Work order: Could you return the whole listing, character for character?
------------------------------------------------------------
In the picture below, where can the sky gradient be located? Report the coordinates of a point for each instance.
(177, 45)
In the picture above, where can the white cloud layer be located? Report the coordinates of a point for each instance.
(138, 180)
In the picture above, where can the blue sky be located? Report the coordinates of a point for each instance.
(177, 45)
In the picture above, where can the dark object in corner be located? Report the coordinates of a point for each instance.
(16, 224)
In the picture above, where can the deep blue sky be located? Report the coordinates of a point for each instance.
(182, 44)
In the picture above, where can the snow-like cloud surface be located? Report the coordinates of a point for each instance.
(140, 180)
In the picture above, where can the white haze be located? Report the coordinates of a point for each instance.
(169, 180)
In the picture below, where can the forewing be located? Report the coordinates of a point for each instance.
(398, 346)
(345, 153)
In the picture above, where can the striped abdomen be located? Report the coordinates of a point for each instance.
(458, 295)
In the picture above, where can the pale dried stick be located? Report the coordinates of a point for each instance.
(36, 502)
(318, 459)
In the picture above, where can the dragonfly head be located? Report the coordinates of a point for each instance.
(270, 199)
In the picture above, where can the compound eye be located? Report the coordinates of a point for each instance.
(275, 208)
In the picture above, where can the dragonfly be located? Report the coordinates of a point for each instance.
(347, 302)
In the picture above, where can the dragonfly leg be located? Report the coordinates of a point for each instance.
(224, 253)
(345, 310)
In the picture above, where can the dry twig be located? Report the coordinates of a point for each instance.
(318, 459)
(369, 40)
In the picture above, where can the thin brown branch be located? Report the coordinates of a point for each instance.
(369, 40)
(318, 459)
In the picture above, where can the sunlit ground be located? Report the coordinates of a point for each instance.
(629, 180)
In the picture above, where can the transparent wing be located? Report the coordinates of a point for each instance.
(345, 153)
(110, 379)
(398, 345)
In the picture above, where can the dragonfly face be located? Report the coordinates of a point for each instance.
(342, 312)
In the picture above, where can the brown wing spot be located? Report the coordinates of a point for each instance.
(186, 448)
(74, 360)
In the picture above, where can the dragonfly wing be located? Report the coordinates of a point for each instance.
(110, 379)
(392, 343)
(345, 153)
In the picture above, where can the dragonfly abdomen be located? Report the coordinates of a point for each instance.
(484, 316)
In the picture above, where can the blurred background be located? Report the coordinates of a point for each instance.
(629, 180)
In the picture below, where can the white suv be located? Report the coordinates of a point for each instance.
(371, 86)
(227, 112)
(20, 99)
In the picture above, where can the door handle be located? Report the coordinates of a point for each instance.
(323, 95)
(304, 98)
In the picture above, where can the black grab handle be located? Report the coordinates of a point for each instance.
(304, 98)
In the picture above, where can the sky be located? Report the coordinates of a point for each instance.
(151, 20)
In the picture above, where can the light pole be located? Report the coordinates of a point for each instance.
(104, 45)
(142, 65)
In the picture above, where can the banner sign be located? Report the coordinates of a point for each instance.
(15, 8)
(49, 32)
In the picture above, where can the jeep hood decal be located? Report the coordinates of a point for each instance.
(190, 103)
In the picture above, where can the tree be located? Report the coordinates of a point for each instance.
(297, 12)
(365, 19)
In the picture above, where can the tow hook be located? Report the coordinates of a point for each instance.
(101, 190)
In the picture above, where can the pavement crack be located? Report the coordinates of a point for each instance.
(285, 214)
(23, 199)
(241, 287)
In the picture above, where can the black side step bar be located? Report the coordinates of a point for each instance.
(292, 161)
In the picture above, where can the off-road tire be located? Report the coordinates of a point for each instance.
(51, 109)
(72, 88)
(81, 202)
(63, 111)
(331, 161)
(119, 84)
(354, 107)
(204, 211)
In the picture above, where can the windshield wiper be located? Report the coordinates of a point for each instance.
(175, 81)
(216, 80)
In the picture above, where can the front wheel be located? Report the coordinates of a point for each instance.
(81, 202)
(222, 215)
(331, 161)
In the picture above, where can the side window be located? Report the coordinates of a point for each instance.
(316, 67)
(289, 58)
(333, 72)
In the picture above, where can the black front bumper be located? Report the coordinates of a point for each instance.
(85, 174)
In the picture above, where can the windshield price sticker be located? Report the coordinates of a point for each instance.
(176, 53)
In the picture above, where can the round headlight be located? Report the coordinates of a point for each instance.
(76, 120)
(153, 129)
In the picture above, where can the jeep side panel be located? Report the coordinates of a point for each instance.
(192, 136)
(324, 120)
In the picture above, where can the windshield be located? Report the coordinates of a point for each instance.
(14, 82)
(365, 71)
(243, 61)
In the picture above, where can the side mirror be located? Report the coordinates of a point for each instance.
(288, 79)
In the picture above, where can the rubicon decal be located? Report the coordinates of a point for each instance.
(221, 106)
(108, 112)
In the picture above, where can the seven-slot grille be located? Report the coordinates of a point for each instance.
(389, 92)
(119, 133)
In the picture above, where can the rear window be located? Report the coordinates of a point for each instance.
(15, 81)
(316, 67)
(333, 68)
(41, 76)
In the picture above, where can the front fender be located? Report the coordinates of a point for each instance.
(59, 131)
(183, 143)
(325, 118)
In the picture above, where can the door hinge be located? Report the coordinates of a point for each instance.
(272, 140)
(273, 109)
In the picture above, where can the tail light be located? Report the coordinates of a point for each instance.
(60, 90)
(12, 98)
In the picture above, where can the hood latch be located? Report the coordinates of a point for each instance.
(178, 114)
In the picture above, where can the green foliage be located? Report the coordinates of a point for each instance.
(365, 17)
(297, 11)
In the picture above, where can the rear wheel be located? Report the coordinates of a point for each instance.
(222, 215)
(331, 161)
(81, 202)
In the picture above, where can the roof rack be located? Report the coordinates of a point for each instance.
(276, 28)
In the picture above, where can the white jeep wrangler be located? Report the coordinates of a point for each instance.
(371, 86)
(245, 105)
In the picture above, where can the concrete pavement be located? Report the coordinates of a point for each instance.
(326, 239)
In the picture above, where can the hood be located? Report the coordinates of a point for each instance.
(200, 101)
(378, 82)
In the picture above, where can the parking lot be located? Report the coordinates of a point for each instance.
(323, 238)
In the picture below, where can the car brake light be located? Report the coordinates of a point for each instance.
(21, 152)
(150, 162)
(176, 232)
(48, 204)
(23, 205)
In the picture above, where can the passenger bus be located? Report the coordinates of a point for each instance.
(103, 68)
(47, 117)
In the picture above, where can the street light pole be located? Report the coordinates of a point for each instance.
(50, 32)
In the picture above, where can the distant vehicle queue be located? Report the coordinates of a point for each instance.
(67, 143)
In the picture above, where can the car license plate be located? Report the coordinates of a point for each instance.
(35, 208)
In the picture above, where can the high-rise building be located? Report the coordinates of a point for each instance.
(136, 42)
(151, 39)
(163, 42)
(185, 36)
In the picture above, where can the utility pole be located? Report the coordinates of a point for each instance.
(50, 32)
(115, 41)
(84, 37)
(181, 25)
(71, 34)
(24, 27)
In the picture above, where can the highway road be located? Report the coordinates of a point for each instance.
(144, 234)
------------------------------------------------------------
Completed exercise:
In the picture below, where can the sky gradient be located? Report the coordinates of a point for each instance.
(177, 45)
In the picture above, where can the white cloud layer be located? Report the coordinates of a point for each instance.
(138, 180)
In the picture above, where can the blue sky be located? Report the coordinates of a point for each instance.
(177, 45)
In the picture above, where can the dark object in corner be located? Report the coordinates of a point for each instance.
(16, 224)
In the picture above, where can the deep blue sky be located? Report the coordinates of a point for each instance.
(182, 44)
In the picture above, where can the snow-like cloud surface be located? Report the coordinates of a point for each instance.
(140, 180)
In the picture above, where can the white haze be located? Report the coordinates of a point for each instance.
(169, 180)
In the picture below, where can the forewing be located? Report the coordinates of a point for each instance.
(398, 346)
(345, 153)
In the picture above, where can the striped abdomen be located? Report the coordinates of a point for each instance.
(458, 295)
In the picture above, where can the pale dried stick be located? Report the coordinates of a point for each instance.
(36, 502)
(318, 459)
In the picture above, where can the dragonfly head be located? Report the coordinates of a point for each instance.
(270, 199)
In the picture above, where can the compound eye be located? Report the coordinates of a point for each instance.
(275, 208)
In the picture above, where can the dragonfly be located? Report the coordinates of a point for each instance.
(347, 302)
In the picture above, where can the dragonfly leg be located? Report the coordinates of a point for each instance.
(224, 253)
(345, 310)
In the picture above, where can the dry twig be located? Report the coordinates of a point for each instance.
(318, 459)
(369, 40)
In the picture above, where can the thin brown branch be located? Report the coordinates of a point for each instance.
(369, 40)
(318, 459)
In the picture above, where can the sunlit ground be located? Report the coordinates of a point for each instance.
(629, 180)
In the picture above, where can the transparent wing be located? Report the coordinates of a point for each instance.
(345, 153)
(110, 379)
(398, 345)
In the picture above, where can the dragonfly face be located? Report the coordinates of a point for each instance.
(342, 312)
In the picture above, where can the brown wing spot be located? Report the coordinates of a point for each instance.
(186, 448)
(74, 360)
In the picture above, where can the dragonfly wing be located? Report the coordinates of a point for each instance.
(110, 379)
(392, 343)
(345, 153)
In the picture above, where can the dragonfly abdomen be located? Report the coordinates of a point for each instance.
(484, 316)
In the picture above, where can the blurred background be located? Report the coordinates of a point for each instance.
(629, 180)
In the picture below, where can the white suv be located? Report the coordinates of a point for each instance.
(371, 86)
(227, 112)
(20, 99)
In the picture above, where can the door handle be located? Report the coordinates of a point for each instance.
(323, 95)
(304, 98)
In the picture above, where can the black grab handle be located? Report the coordinates of a point for each instance.
(304, 98)
In the picture above, where can the sky be located? Report the coordinates of a point for each instance.
(151, 20)
In the picture above, where can the light pole be located? Report the coordinates of a point for each instance.
(104, 45)
(142, 65)
In the picture above, where can the banner sign be located? Report the coordinates of a point for each instance.
(15, 8)
(49, 32)
In the picture above, where can the jeep hood decal be located? Report the coordinates of a point for each instance.
(190, 103)
In the picture above, where can the tree be located? Report the coordinates of a point for each instance.
(297, 12)
(365, 19)
In the picture above, where can the tow hook be located? Report the coordinates of a point for each instance.
(101, 190)
In the picture above, where can the pavement crack be located? Report the coordinates of a point for each instance.
(285, 214)
(23, 199)
(241, 287)
In the picture above, where can the black side step bar be located? Report the coordinates of a point for each instance.
(292, 161)
In the picture above, where can the off-road tire be located? Report the coordinates of a point for each instance.
(51, 109)
(72, 88)
(81, 202)
(63, 111)
(331, 161)
(119, 84)
(354, 107)
(204, 211)
In the picture above, where can the windshield wiper be located? Report the coordinates of a point for each instance.
(175, 81)
(216, 80)
In the picture above, where can the front wheel be located? Report the coordinates of a point for each instance.
(81, 202)
(222, 215)
(331, 161)
In the picture above, where can the side window be located? Report the coordinates of a point for each instance.
(316, 67)
(289, 58)
(333, 72)
In the picture above, where can the black front bumper be located? Report the coordinates of a point for each instance.
(85, 174)
In the picture above, where can the windshield price sticker be located? Report the coordinates of a point for each instance.
(176, 53)
In the picture above, where can the round headlight be located? Report the coordinates of a point for each instance.
(76, 120)
(153, 129)
In the picture above, where can the jeep side panel be located? Report the coordinates of a point for each instance.
(192, 136)
(324, 120)
In the picture above, where can the windshield be located? Report the coordinates of a point for each instance.
(14, 82)
(365, 71)
(243, 61)
In the picture above, where can the side mirror be located? Report the coordinates of a point for each instance.
(288, 79)
In the picture above, where can the rubicon decal be located? Report the coordinates of a point for each instance.
(221, 106)
(108, 112)
In the picture above, where can the seven-slot grille be located? Report the coordinates of a point for each instance.
(389, 92)
(119, 133)
In the picture above, where can the rear window be located? Report the coordinates of a point for each instance.
(15, 81)
(316, 67)
(333, 68)
(41, 76)
In the picture above, where can the front fender be located? Report the coordinates of a point for each instance.
(59, 131)
(183, 143)
(325, 118)
In the picture above, where can the door hinge be located? Report the coordinates of a point for each instance.
(272, 140)
(273, 109)
In the picture above, where can the tail light be located? Report the coordinates of a point for each instance.
(60, 90)
(12, 98)
In the picture above, where can the hood latch be located? Report the coordinates of a point for each instance.
(178, 114)
In the picture above, where can the green foliage be located? Report the coordinates of a point for each instance.
(365, 17)
(297, 11)
In the picture above, where can the rear wheel be located? Report the coordinates of a point for each instance.
(222, 215)
(331, 161)
(81, 202)
In the picture above, where can the roof rack be located? Report the coordinates of a point for each instance.
(276, 28)
In the picture above, where can the white jeep wrangler be located? Report the coordinates of a point for each instance.
(371, 86)
(245, 105)
In the picture above, where can the concrete pavement be located? Report the coordinates of a point for each instance.
(326, 239)
In the picture above, where can the hood be located? Report the coordinates of a point for each instance.
(200, 101)
(378, 82)
In the picture above, where can the parking lot be located? Report the coordinates of a point for each instance.
(323, 238)
In the picture below, where can the car brake light be located? Report the coordinates of a point for each instance.
(21, 152)
(150, 162)
(176, 232)
(48, 204)
(23, 205)
In the picture above, where can the passenger bus be located? Report the coordinates of a point for each instance.
(103, 68)
(47, 117)
In the picture above, where can the street light pole be located? Report the coordinates of a point for each instance.
(50, 32)
In the picture above, where can the distant vehicle queue be located? Report the coordinates of a point for each instance.
(67, 143)
In the picture above, where can the car license plate be located? Report the coordinates of a point for each instance.
(35, 208)
In the picture above, where can the high-rise building be located? Report the coordinates of a point for each instance.
(136, 42)
(151, 39)
(163, 42)
(185, 36)
In the picture above, where can the utility pole be located? Report the coordinates of a point for each instance.
(50, 32)
(115, 41)
(84, 37)
(181, 25)
(71, 34)
(24, 27)
In the picture above, where can the highway road be located? Report the coordinates of a point for each instance.
(144, 234)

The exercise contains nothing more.